• Provided data
↓↓↓

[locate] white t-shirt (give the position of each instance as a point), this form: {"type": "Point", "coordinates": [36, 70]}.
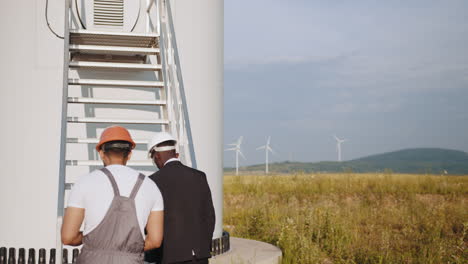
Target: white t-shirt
{"type": "Point", "coordinates": [94, 193]}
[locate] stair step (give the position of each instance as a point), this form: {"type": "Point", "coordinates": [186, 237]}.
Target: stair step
{"type": "Point", "coordinates": [116, 121]}
{"type": "Point", "coordinates": [85, 37]}
{"type": "Point", "coordinates": [119, 83]}
{"type": "Point", "coordinates": [115, 66]}
{"type": "Point", "coordinates": [99, 163]}
{"type": "Point", "coordinates": [85, 100]}
{"type": "Point", "coordinates": [117, 50]}
{"type": "Point", "coordinates": [96, 140]}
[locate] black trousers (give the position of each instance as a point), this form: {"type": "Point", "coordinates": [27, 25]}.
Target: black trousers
{"type": "Point", "coordinates": [194, 261]}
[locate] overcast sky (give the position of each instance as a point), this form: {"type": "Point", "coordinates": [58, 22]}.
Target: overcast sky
{"type": "Point", "coordinates": [386, 75]}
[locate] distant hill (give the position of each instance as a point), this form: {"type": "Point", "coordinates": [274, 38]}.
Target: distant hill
{"type": "Point", "coordinates": [420, 160]}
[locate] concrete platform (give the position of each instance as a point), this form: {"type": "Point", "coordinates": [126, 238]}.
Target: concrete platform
{"type": "Point", "coordinates": [245, 251]}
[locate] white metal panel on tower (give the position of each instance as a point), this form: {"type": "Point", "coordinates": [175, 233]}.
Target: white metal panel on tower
{"type": "Point", "coordinates": [199, 27]}
{"type": "Point", "coordinates": [30, 101]}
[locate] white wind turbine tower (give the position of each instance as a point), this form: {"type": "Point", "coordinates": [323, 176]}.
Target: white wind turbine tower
{"type": "Point", "coordinates": [267, 149]}
{"type": "Point", "coordinates": [338, 146]}
{"type": "Point", "coordinates": [236, 148]}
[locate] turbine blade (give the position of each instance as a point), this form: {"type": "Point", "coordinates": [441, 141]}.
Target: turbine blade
{"type": "Point", "coordinates": [242, 155]}
{"type": "Point", "coordinates": [271, 150]}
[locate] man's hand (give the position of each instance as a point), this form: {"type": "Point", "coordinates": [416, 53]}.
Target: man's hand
{"type": "Point", "coordinates": [154, 227]}
{"type": "Point", "coordinates": [72, 221]}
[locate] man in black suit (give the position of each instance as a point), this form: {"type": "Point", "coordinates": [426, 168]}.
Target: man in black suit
{"type": "Point", "coordinates": [189, 216]}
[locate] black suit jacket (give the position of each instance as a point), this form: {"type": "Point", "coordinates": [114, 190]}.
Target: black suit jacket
{"type": "Point", "coordinates": [189, 216]}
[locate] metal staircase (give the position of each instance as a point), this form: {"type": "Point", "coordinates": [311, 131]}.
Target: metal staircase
{"type": "Point", "coordinates": [126, 63]}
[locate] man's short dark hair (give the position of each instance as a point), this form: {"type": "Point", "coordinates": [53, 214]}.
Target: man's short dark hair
{"type": "Point", "coordinates": [165, 144]}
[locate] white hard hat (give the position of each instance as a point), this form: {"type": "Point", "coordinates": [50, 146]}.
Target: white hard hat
{"type": "Point", "coordinates": [159, 138]}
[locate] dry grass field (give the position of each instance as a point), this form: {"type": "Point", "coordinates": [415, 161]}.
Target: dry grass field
{"type": "Point", "coordinates": [352, 218]}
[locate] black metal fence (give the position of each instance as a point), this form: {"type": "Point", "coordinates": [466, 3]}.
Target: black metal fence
{"type": "Point", "coordinates": [9, 256]}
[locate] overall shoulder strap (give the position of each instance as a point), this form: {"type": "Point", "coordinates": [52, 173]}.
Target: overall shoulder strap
{"type": "Point", "coordinates": [112, 180]}
{"type": "Point", "coordinates": [137, 186]}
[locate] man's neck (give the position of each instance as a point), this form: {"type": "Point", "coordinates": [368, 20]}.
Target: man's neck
{"type": "Point", "coordinates": [170, 160]}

↑↑↑

• Problem to work on
Copy all of the lines above word for word, leaving out the pictures.

• Response to this exercise
[locate] white t-shirt (give the position of each instance as a point), this form: {"type": "Point", "coordinates": [36, 70]}.
Target: white t-shirt
{"type": "Point", "coordinates": [94, 193]}
[locate] stair step (give the position of each instance as a point), this form: {"type": "Point", "coordinates": [186, 237]}.
Target: stair step
{"type": "Point", "coordinates": [116, 121]}
{"type": "Point", "coordinates": [85, 37]}
{"type": "Point", "coordinates": [119, 83]}
{"type": "Point", "coordinates": [115, 66]}
{"type": "Point", "coordinates": [99, 163]}
{"type": "Point", "coordinates": [85, 100]}
{"type": "Point", "coordinates": [117, 50]}
{"type": "Point", "coordinates": [96, 140]}
[locate] black trousers (give the position of each instance as a point), this form: {"type": "Point", "coordinates": [27, 25]}.
Target: black trousers
{"type": "Point", "coordinates": [194, 261]}
[locate] overcast sky (give the position of each instance as a point), this form: {"type": "Point", "coordinates": [58, 22]}.
Target: overcast sky
{"type": "Point", "coordinates": [386, 75]}
[locate] distant hill (give the position of each instance as a point), this form: {"type": "Point", "coordinates": [274, 38]}.
Target: distant hill
{"type": "Point", "coordinates": [420, 160]}
[locate] concrete platform (give the position of each instance as a point), this form: {"type": "Point", "coordinates": [126, 238]}.
Target: concrete platform
{"type": "Point", "coordinates": [245, 251]}
[locate] white metal panel on tower (give the position of each instance as a point), this form: {"type": "Point", "coordinates": [175, 233]}.
Target: white metal panel on tower
{"type": "Point", "coordinates": [199, 27]}
{"type": "Point", "coordinates": [30, 101]}
[locate] white wind turbine tower (give the position of each instance as a point), this form: {"type": "Point", "coordinates": [323, 176]}.
Target: white wind turbine tower
{"type": "Point", "coordinates": [267, 149]}
{"type": "Point", "coordinates": [338, 146]}
{"type": "Point", "coordinates": [236, 148]}
[locate] turbine blade (give the position of each instance as a point), this form: {"type": "Point", "coordinates": [441, 141]}.
Target: turbine blade
{"type": "Point", "coordinates": [242, 155]}
{"type": "Point", "coordinates": [271, 150]}
[locate] man's hand (give the position of each instance as a point), this form: {"type": "Point", "coordinates": [416, 53]}.
Target: man's hand
{"type": "Point", "coordinates": [154, 227]}
{"type": "Point", "coordinates": [72, 221]}
[locate] man in black suit (give the position of each instance as a point), this form: {"type": "Point", "coordinates": [426, 168]}.
Target: man in black suit
{"type": "Point", "coordinates": [189, 216]}
[locate] black suit jacket (give the position of each instance as a point), this form: {"type": "Point", "coordinates": [114, 190]}.
Target: black suit jacket
{"type": "Point", "coordinates": [189, 216]}
[locate] metal staircase (give the position of each instance as a point), this form: {"type": "Point", "coordinates": [311, 131]}.
Target: metal staircase
{"type": "Point", "coordinates": [126, 63]}
[locate] man's short dark hair (give the position of each instance as a point), this form: {"type": "Point", "coordinates": [53, 214]}.
Target: man's short dark hair
{"type": "Point", "coordinates": [165, 144]}
[locate] white hard hat (give the position of each instance as a point), this form: {"type": "Point", "coordinates": [50, 146]}.
Target: white hard hat
{"type": "Point", "coordinates": [159, 138]}
[locate] dry grass field (give the position of each instance as a point), this form: {"type": "Point", "coordinates": [415, 161]}.
Target: dry grass field
{"type": "Point", "coordinates": [352, 218]}
[locate] black metal fence (give the position of each instance as a point), this form: {"type": "Point", "coordinates": [466, 3]}.
Target: black metal fence
{"type": "Point", "coordinates": [9, 256]}
[locate] overall shoulder strap (give the position of each instance as a point), this form: {"type": "Point", "coordinates": [52, 173]}.
Target: overall shoulder strap
{"type": "Point", "coordinates": [112, 180]}
{"type": "Point", "coordinates": [137, 186]}
[locate] man's neck (give the position of each instance as a point), this form: {"type": "Point", "coordinates": [368, 20]}.
Target: man's neck
{"type": "Point", "coordinates": [170, 160]}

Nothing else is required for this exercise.